** Start Data section **
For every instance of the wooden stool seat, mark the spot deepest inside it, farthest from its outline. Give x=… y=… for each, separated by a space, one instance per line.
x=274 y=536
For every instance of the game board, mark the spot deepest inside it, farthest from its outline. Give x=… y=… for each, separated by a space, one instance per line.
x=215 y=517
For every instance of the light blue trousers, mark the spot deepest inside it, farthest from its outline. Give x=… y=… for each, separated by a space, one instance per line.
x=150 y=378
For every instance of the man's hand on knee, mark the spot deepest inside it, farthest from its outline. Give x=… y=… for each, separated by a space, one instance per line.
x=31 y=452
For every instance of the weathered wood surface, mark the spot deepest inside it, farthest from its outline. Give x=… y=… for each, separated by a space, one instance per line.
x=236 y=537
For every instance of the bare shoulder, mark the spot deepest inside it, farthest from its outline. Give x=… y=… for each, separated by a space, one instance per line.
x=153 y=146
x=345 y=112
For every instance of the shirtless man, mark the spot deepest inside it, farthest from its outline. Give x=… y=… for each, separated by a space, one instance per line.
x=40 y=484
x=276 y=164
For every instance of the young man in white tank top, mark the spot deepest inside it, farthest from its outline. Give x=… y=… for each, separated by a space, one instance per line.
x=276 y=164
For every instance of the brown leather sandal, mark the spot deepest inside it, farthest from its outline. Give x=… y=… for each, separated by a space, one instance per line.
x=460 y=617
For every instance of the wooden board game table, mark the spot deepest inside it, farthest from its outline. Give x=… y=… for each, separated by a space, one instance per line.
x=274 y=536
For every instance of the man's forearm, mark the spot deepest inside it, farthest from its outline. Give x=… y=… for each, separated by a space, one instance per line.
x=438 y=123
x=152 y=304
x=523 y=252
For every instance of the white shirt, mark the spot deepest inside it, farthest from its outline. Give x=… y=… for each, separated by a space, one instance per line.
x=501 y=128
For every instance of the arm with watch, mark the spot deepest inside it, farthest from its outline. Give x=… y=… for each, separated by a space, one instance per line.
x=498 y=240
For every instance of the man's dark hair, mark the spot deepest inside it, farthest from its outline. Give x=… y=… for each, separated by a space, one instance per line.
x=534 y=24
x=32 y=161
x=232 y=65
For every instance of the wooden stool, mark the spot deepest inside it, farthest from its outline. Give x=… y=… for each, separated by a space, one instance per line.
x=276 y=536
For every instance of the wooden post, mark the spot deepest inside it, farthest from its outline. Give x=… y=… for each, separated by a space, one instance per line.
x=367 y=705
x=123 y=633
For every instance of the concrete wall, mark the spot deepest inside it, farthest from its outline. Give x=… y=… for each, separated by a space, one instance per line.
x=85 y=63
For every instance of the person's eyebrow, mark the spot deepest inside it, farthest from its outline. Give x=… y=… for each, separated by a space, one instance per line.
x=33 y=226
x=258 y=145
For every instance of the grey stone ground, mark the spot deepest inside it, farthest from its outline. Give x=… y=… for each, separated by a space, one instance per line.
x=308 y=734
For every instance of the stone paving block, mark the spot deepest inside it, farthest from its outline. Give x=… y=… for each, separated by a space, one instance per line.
** End Data section **
[What to produce]
Put the lines of the records into a numbered list, starting at the first line and ending at the line that contains "x=215 y=517", both included. Leave out any blank lines.

[Final answer]
1. For every instance of the wooden stool seat, mark the spot deepest inside it, farthest from its outline. Give x=… y=… for each, separated by a space, one instance per line.
2. x=274 y=536
3. For every instance of the game board, mark the spot deepest inside it, farthest from its outline. Give x=… y=… for each, separated by a space, one instance per line.
4. x=215 y=517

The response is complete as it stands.